Excerpts from pointing data
::::::::
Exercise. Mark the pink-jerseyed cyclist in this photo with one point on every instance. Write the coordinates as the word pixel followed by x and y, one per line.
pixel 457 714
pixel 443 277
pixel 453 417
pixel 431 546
::::::::
PROBLEM STATEMENT => Reproduce the data above verbatim, every line included.

ANSWER TO THE EXERCISE =>
Exercise. Mark the pink-jerseyed cyclist in this photo with one point on every instance. Write the coordinates as the word pixel followed by x and y, one per line.
pixel 457 714
pixel 443 277
pixel 453 417
pixel 431 546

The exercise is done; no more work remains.